## What you are asked to do
Below is a listing with pictures in it; transcribe exactly the lines from the one that has "Query: wooden dock" through the one that has "point_to(query) locates the white window", and omit those pictures.

:: Information provided ::

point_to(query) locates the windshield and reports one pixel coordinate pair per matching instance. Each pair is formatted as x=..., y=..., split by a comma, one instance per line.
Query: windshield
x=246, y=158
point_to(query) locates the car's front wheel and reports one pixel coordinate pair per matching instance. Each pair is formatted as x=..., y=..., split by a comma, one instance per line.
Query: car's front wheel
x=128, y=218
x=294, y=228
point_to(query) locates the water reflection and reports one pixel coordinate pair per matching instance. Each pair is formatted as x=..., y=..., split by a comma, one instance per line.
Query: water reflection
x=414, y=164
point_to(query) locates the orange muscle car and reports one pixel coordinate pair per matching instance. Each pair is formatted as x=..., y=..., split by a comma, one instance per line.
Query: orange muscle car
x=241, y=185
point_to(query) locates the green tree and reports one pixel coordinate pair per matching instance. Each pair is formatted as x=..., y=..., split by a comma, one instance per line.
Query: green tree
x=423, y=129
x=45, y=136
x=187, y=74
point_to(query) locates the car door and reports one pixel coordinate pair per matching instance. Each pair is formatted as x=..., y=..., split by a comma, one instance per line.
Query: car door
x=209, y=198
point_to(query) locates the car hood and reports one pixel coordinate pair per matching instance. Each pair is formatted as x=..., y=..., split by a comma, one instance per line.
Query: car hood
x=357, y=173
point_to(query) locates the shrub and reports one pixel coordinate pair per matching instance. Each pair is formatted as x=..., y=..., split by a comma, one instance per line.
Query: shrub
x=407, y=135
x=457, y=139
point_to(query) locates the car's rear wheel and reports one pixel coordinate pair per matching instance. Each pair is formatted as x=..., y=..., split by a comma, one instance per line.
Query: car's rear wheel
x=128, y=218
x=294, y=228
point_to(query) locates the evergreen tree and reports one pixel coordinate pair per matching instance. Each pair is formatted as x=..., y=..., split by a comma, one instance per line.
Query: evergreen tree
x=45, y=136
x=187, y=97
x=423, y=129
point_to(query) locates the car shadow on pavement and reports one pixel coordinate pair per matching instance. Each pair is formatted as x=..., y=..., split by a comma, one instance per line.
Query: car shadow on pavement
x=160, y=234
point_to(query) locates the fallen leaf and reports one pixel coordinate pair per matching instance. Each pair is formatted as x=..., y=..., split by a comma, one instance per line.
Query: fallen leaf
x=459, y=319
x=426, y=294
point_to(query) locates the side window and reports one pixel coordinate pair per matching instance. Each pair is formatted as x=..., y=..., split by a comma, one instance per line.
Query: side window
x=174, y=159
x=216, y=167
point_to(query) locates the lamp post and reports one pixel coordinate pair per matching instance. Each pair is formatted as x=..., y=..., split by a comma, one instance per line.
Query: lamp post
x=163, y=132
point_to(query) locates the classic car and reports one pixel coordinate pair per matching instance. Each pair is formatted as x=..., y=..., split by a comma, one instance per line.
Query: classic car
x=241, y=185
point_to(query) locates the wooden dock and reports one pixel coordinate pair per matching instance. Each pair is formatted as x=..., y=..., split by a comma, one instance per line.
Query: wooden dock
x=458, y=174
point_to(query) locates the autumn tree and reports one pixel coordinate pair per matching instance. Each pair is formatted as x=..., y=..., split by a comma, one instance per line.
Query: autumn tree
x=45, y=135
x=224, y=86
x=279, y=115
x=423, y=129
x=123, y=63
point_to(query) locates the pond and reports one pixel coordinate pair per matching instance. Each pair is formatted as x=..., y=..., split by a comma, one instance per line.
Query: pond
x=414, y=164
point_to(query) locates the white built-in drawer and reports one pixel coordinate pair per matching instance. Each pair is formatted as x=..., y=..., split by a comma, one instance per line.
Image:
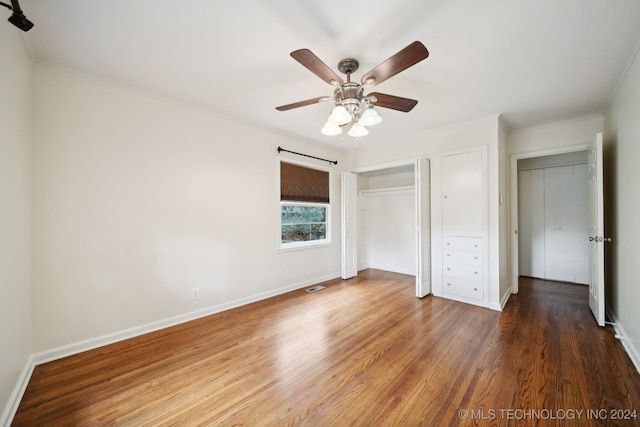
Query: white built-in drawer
x=464, y=257
x=463, y=288
x=462, y=243
x=463, y=271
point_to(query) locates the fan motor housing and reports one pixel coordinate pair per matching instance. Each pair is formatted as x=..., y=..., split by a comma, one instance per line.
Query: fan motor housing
x=348, y=66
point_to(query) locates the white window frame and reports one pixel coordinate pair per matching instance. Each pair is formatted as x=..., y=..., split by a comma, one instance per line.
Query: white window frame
x=308, y=243
x=283, y=247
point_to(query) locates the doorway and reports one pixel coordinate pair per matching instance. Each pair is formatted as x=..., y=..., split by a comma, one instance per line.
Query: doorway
x=389, y=206
x=553, y=217
x=534, y=253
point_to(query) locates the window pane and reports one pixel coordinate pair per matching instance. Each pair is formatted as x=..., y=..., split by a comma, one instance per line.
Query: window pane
x=303, y=232
x=303, y=214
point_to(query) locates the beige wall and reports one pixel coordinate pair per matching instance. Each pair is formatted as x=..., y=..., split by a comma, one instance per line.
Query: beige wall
x=15, y=215
x=137, y=200
x=622, y=205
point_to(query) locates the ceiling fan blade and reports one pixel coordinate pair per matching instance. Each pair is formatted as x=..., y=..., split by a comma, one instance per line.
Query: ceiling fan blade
x=402, y=60
x=303, y=103
x=393, y=102
x=316, y=66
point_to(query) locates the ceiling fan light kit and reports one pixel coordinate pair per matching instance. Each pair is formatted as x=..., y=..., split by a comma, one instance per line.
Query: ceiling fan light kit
x=351, y=103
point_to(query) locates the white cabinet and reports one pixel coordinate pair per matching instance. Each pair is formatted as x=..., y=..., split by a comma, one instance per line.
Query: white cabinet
x=463, y=201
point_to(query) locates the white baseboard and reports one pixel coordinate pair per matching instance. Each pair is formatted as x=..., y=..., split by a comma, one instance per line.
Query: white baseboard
x=632, y=351
x=92, y=343
x=16, y=395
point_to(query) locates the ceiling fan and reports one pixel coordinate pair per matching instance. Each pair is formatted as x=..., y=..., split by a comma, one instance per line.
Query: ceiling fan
x=351, y=103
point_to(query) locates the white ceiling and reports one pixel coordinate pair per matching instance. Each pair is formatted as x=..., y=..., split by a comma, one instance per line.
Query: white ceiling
x=534, y=61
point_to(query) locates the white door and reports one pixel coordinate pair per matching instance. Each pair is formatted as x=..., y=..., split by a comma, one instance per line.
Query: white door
x=596, y=230
x=531, y=223
x=559, y=251
x=423, y=240
x=349, y=225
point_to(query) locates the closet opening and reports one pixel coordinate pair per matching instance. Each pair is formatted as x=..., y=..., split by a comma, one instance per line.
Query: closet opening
x=387, y=219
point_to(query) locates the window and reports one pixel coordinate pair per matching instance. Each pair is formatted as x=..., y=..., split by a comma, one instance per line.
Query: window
x=303, y=222
x=304, y=206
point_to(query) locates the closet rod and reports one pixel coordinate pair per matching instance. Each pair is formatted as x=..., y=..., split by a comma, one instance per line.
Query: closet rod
x=335, y=162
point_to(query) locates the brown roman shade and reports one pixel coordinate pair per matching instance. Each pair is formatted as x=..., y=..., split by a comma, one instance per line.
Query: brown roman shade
x=301, y=184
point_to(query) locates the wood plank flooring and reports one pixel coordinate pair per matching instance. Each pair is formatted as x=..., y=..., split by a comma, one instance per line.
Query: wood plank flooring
x=362, y=352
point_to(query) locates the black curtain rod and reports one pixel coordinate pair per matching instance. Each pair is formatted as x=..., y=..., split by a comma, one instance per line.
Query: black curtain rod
x=335, y=162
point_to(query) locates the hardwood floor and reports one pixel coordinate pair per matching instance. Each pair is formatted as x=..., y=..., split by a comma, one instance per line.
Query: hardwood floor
x=362, y=352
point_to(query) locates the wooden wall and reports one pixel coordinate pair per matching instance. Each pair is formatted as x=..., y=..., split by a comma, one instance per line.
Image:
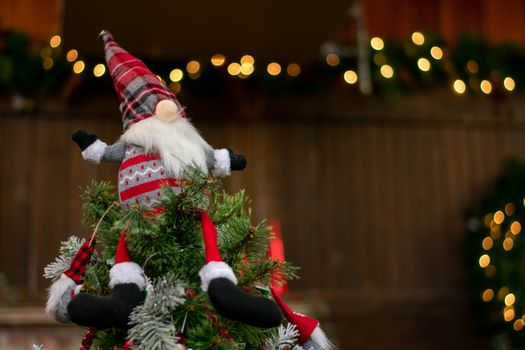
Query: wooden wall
x=366, y=206
x=391, y=18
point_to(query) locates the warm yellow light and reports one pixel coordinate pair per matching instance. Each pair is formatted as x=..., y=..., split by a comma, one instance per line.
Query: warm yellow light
x=502, y=292
x=176, y=75
x=48, y=63
x=510, y=209
x=486, y=86
x=508, y=314
x=459, y=86
x=234, y=68
x=387, y=71
x=510, y=299
x=487, y=295
x=509, y=83
x=247, y=68
x=515, y=228
x=332, y=59
x=55, y=41
x=472, y=66
x=377, y=43
x=418, y=38
x=274, y=68
x=436, y=52
x=484, y=260
x=46, y=52
x=193, y=67
x=423, y=64
x=79, y=66
x=508, y=243
x=247, y=59
x=175, y=87
x=72, y=55
x=379, y=58
x=350, y=77
x=99, y=70
x=293, y=69
x=487, y=243
x=218, y=59
x=490, y=271
x=499, y=217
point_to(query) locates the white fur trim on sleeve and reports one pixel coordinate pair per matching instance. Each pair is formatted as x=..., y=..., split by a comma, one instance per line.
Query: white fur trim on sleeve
x=59, y=290
x=215, y=269
x=222, y=164
x=94, y=152
x=127, y=272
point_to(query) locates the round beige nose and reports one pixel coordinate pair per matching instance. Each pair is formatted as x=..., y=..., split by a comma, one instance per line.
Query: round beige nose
x=166, y=111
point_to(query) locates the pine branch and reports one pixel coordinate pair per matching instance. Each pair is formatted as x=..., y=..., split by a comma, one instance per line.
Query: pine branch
x=153, y=326
x=285, y=339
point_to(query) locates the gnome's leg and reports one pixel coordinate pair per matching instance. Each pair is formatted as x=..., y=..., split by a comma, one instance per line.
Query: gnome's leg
x=70, y=282
x=219, y=280
x=127, y=281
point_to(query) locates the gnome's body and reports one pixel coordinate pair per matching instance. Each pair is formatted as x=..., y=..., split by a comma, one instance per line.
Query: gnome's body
x=156, y=149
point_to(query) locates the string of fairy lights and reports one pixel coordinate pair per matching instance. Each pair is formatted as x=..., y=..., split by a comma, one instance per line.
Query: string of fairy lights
x=246, y=66
x=502, y=294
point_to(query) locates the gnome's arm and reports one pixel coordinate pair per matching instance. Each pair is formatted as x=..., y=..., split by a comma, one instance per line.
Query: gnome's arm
x=222, y=161
x=95, y=150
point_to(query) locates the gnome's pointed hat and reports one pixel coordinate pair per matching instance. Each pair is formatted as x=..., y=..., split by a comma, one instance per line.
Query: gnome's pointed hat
x=125, y=270
x=139, y=90
x=307, y=327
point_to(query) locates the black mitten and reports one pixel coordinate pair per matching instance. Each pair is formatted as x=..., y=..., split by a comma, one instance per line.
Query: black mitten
x=83, y=139
x=237, y=161
x=231, y=302
x=106, y=311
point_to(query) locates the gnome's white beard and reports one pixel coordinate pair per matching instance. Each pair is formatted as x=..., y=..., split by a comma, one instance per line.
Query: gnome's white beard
x=179, y=144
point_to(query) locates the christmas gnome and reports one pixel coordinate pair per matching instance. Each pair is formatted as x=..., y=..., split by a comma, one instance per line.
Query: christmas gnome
x=156, y=148
x=310, y=335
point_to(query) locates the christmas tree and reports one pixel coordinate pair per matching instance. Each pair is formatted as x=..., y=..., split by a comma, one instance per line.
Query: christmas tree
x=180, y=263
x=169, y=246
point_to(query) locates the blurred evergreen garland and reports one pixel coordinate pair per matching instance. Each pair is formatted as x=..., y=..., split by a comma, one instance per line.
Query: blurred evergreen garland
x=495, y=259
x=471, y=59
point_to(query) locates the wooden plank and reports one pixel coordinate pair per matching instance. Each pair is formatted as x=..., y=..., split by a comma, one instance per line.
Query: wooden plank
x=17, y=156
x=50, y=184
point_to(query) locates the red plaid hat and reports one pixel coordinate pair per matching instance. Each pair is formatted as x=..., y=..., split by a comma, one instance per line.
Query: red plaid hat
x=81, y=261
x=139, y=90
x=121, y=254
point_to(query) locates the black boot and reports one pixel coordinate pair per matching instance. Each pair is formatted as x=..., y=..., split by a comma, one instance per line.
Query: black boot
x=231, y=302
x=106, y=311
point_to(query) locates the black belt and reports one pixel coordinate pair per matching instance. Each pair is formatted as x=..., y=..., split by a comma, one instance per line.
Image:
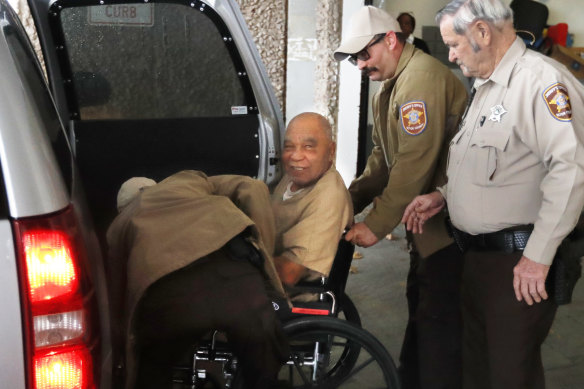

:::

## Result
Query: wooden dock
x=458, y=174
point_to(query) locates the autumn tree and reports one pixel coordinate pair per matching instance. Each pair is formatted as x=..., y=..., split by a comma, one instance per line.
Query: autumn tree
x=45, y=135
x=224, y=86
x=279, y=115
x=423, y=129
x=123, y=63
point_to(query) locates the pond and reports one pixel coordinate pair per matching instance. Each pair is formatted as x=..., y=..., split by a comma, one instance per line.
Query: pond
x=414, y=164
point_to(query) locates the white built-in drawer and reports one pixel coordinate pair per matching instance. Each pair is formatted as x=..., y=..., split by a comma, one instance per line.
Image:
Query: white built-in drawer
x=464, y=257
x=463, y=288
x=462, y=243
x=463, y=271
point_to(query) locates the fan motor housing and reports one pixel coordinate pair per matching instance. Each pair is formatted as x=..., y=..., split by a comma, one instance per line.
Query: fan motor housing
x=348, y=66
point_to(query) locates the white window frame and reports one pixel coordinate pair per matching instance. Each pair is formatted as x=..., y=..., split by a comma, one instance per line.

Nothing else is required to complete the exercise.